## Begin

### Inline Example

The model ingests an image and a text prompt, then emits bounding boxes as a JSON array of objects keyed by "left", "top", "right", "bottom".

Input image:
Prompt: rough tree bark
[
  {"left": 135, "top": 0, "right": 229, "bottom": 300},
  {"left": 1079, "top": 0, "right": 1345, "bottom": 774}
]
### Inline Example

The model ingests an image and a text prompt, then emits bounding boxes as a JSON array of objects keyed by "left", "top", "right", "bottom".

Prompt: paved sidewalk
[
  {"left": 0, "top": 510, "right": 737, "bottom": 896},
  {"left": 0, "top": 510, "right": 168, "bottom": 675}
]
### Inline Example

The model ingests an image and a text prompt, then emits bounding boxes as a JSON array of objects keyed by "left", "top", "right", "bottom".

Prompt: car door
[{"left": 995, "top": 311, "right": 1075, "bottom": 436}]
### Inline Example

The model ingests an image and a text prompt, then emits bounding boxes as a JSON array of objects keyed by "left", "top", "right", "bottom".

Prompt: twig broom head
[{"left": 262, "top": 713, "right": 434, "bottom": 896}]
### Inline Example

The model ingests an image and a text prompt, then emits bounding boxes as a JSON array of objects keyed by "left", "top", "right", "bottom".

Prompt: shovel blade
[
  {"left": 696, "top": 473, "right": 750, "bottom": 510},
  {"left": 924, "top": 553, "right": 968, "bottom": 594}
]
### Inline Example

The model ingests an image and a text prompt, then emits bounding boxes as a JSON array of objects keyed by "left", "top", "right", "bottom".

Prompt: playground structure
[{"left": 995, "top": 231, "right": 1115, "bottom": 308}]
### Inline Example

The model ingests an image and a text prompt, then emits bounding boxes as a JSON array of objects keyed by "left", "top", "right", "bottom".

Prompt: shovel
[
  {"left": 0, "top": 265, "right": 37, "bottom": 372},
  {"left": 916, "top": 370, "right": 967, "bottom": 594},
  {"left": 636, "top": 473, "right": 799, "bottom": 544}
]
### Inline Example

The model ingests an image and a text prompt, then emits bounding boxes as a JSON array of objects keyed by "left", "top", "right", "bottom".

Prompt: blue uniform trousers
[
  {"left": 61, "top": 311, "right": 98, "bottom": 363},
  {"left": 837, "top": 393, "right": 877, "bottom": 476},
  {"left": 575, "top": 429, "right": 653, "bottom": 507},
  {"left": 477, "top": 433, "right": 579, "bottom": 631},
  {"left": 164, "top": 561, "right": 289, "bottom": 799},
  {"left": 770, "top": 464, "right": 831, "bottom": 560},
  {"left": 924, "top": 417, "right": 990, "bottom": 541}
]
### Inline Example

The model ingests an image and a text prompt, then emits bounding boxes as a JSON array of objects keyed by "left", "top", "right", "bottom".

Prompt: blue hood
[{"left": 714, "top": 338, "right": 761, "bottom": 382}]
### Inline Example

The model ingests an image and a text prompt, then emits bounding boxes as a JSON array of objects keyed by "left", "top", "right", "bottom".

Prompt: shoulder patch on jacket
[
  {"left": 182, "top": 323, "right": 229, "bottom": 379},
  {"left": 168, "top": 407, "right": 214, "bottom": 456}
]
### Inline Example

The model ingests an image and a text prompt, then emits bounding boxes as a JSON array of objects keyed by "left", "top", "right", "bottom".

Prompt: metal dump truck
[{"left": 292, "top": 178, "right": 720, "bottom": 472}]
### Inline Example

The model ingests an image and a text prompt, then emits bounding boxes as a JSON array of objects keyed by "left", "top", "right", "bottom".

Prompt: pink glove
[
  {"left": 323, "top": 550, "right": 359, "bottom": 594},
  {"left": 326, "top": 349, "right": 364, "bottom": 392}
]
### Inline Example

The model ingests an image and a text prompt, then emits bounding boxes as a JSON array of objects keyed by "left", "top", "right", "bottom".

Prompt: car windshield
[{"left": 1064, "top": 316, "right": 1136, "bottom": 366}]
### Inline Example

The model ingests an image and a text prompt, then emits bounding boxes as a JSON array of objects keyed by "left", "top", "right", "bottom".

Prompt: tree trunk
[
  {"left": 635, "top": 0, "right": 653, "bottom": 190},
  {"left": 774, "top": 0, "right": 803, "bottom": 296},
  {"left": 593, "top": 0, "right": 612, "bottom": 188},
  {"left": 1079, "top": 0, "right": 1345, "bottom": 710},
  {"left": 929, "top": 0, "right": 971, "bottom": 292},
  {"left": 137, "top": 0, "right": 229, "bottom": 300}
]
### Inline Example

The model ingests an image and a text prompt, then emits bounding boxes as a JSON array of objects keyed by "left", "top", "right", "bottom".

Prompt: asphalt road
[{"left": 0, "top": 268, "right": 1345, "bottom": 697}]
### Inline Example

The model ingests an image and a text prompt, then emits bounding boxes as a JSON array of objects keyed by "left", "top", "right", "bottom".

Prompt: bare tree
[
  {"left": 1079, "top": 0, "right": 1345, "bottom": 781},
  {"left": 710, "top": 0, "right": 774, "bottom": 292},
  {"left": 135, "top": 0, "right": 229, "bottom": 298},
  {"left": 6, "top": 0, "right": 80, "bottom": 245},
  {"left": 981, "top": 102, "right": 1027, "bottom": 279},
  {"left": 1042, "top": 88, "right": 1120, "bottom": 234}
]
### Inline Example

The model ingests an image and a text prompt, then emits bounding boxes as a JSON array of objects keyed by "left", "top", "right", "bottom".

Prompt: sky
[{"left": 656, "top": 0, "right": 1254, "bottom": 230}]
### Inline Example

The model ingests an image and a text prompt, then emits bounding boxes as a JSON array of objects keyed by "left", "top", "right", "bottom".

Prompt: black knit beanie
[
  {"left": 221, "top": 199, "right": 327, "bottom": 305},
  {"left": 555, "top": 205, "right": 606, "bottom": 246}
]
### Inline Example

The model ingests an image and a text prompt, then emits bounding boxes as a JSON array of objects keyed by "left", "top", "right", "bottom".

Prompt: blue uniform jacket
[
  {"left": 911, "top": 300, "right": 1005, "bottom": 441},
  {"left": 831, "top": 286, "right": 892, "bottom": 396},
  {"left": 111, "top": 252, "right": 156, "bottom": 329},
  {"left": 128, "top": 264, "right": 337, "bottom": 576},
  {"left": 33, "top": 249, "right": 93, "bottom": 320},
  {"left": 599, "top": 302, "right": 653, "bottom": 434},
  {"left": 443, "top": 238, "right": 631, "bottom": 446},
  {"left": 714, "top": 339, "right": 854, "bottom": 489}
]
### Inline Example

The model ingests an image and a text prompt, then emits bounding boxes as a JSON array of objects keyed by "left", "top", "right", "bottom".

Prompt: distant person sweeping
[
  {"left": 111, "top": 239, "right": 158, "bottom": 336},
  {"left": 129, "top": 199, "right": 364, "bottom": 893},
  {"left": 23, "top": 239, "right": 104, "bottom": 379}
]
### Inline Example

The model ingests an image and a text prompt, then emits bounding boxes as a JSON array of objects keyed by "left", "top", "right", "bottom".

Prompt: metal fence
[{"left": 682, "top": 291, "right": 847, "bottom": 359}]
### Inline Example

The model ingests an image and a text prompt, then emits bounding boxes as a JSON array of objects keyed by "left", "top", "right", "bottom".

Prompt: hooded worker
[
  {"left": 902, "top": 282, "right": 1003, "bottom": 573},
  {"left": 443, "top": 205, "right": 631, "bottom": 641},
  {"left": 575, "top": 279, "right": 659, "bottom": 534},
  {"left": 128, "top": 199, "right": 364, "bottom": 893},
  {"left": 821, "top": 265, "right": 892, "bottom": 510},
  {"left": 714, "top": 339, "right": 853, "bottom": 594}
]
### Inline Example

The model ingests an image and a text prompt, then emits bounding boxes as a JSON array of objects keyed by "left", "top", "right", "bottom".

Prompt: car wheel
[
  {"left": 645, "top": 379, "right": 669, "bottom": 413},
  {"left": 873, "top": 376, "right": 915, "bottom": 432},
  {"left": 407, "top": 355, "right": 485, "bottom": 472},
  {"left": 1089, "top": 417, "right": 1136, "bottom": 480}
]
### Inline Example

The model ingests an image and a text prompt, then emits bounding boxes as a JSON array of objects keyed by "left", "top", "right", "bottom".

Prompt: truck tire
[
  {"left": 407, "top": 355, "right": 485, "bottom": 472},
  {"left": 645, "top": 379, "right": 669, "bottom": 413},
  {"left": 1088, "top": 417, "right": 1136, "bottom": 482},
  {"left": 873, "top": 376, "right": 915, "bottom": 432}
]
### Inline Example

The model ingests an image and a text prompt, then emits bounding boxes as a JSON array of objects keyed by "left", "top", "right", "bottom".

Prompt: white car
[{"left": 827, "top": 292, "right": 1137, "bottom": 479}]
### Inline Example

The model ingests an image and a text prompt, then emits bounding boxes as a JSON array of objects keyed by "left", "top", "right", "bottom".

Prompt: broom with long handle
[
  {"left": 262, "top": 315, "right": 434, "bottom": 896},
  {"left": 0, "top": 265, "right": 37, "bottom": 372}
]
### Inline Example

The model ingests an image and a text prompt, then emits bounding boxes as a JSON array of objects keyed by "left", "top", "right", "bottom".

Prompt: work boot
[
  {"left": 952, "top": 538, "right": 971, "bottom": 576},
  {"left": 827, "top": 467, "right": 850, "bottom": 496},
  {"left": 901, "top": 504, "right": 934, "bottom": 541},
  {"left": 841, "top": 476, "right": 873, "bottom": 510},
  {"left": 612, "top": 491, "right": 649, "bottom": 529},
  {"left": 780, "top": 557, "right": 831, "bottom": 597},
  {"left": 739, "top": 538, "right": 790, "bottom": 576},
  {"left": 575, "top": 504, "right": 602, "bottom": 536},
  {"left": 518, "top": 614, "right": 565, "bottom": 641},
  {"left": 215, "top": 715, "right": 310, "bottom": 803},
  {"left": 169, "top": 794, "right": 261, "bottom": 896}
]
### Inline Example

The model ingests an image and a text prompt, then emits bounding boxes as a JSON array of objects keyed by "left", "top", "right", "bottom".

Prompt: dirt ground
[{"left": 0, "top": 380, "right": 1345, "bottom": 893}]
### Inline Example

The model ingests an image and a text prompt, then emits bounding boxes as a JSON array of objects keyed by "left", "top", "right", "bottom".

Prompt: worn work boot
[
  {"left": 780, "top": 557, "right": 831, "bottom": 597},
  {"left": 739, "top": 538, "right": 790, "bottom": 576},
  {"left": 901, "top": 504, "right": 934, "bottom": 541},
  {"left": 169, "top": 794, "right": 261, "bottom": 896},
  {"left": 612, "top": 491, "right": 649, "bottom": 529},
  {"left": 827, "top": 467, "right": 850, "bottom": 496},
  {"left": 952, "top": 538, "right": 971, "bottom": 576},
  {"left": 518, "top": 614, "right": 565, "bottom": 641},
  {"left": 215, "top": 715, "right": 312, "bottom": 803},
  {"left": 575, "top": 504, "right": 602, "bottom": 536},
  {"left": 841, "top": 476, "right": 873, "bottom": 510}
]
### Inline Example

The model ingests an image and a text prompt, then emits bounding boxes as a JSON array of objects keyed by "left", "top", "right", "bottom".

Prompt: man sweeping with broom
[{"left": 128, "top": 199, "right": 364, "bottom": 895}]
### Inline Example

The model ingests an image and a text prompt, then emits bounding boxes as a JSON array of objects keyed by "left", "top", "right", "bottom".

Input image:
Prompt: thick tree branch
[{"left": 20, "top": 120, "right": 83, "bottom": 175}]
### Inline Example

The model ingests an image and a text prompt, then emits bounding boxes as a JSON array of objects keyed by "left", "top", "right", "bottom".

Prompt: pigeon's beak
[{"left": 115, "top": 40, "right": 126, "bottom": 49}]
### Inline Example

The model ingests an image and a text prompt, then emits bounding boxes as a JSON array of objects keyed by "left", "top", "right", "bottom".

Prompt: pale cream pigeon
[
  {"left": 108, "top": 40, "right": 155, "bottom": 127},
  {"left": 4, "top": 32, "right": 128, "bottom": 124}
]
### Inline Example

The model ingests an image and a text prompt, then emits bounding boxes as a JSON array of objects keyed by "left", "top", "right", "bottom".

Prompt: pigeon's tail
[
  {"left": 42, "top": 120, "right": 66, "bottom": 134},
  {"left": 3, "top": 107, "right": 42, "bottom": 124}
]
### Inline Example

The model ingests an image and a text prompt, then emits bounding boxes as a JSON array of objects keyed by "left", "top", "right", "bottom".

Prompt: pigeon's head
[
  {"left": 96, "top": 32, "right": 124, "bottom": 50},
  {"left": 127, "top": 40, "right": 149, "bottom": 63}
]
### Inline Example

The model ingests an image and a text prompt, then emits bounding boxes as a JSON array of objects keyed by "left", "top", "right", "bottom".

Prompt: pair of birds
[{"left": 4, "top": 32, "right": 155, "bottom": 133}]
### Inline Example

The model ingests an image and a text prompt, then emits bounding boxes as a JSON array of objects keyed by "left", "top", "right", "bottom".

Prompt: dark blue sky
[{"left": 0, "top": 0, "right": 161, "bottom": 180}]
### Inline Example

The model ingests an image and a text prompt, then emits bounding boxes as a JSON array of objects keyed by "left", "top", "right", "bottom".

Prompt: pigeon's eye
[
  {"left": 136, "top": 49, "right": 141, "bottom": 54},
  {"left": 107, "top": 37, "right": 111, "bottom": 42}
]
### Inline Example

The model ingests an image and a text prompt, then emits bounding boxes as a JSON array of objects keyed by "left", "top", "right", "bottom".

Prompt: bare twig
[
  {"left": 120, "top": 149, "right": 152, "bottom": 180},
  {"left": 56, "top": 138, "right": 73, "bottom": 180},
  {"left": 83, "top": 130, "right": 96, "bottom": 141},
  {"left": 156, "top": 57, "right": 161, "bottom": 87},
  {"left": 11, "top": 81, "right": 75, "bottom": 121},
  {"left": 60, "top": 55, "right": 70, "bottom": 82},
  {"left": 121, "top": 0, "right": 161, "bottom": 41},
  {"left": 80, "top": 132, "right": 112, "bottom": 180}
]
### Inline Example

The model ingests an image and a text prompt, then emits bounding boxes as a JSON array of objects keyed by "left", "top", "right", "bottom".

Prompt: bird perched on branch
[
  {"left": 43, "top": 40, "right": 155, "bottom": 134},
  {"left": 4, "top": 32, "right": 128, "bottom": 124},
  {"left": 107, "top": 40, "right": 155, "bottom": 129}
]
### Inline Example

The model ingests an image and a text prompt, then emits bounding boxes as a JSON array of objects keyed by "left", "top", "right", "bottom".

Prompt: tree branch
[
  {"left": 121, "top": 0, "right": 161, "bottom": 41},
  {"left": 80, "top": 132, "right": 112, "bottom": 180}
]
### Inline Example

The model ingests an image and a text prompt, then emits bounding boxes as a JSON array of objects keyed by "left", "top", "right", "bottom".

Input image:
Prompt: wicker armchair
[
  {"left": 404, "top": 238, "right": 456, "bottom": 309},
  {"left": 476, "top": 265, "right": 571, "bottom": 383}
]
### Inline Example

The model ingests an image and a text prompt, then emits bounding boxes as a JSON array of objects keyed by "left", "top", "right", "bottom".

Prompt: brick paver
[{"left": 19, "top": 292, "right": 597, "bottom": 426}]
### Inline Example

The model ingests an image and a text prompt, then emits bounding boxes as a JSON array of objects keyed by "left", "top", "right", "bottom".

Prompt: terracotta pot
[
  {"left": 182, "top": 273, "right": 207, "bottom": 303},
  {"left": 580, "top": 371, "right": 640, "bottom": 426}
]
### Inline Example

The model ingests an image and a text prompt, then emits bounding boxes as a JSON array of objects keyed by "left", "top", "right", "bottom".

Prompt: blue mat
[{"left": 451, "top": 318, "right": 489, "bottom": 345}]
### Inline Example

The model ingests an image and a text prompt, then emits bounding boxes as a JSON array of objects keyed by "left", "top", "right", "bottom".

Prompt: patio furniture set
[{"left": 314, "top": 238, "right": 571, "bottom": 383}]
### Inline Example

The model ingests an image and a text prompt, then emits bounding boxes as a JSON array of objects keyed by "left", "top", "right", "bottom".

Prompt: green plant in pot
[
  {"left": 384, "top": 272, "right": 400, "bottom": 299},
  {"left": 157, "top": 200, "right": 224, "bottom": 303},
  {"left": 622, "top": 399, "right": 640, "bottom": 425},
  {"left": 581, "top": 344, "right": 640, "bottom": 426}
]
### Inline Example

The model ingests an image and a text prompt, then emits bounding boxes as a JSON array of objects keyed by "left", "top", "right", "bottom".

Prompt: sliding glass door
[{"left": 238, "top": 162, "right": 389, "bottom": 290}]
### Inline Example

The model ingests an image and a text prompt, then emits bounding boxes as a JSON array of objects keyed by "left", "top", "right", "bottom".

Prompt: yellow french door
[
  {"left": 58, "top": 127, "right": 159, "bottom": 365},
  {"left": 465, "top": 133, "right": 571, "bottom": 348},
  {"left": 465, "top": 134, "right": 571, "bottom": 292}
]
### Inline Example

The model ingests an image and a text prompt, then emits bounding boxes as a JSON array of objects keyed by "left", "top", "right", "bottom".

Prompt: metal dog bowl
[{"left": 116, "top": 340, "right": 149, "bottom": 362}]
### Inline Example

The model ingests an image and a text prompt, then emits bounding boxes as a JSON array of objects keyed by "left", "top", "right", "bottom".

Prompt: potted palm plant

## End

WHAT THE EXERCISE ASKS: Locate every line in the rows above that contains the string "branch", and copy each such line in full.

RESPONSE BELOW:
Prompt: thick tree branch
Prompt: bird perched on branch
Prompt: tree branch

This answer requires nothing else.